[TASKS TO CARRY OUT]:
(A) Answer these questions about the cross-validation excerpt below, one line each:
(i) How many splits does the cross-validation use?
(ii) What value is given for random_state?
(iii) Which two metrics are printed for each model?
(B) Write out the part of the cross-validation excerpt below that opens with the words containing "While OOB provides" and closes with "StratifiedKFold(n_splits=5, shuffle=True, random_state=42)".
(C) Using the cross-validation excerpt below, state whether each statement agrees with it. Answer yes or no, and quote the words that decide it.
(i) The data are shuffled before being split into folds.
(ii) Training scores are left out of the cross-validation results.
(iii) Cross-validation is used for comparison with logistic regression models.

[READING TEXT]:
While OOB provides a free validation metric, we'll also use cross-validation for comparison with our logistic regression models.

In [None]:
# Set up cross-validation
cv = StratifiedKFold(n_splits=5, shuffle=True, random_state=42)

# Cross-validate all models with multiple metrics
cv_results = {}

scoring = {
    'accuracy': 'accuracy',
    'precision': 'precision',
    'recall': 'recall',
    'f1': 'f1',
    'roc_auc': 'roc_auc'
}

print("Running cross-validation for all models...")
print("="*50)

for name, model in models.items():
    print(f"\nCross-validating {name}...")
    
    results = cross_validate(
        model, X_train, y_train,
        cv=cv,
        scoring=scoring,
        return_train_score=True
    )
    
    cv_results[name] = results
    
    print(f"  Accuracy: {results['test_accuracy'].mean():.4f} (+/- {results['test_accuracy'].std()*2:.4f})")
    print(f"  ROC-AUC: {results['test_roc_auc'].mean():.4f} (+/- {results['test_roc_auc'].std()*2:.4f})")

[MATERIAL PROVIDED]:
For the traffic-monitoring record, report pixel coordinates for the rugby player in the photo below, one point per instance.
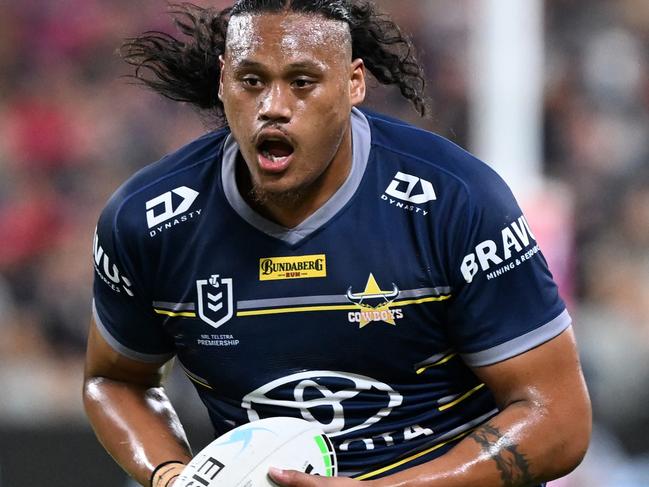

[RESPONSES PER TASK]:
(A)
(i) Five splits.
(ii) 42.
(iii) Accuracy and ROC-AUC.

(B)
While OOB provides a free validation metric, we'll also use cross-validation for comparison with our logistic regression models.

In [None]:
# Set up cross-validation
cv = StratifiedKFold(n_splits=5, shuffle=True, random_state=42)

(C)
(i) Yes: "shuffle=True"
(ii) No: "return_train_score=True"
(iii) Yes: "we'll also use cross-validation for comparison with our logistic regression models"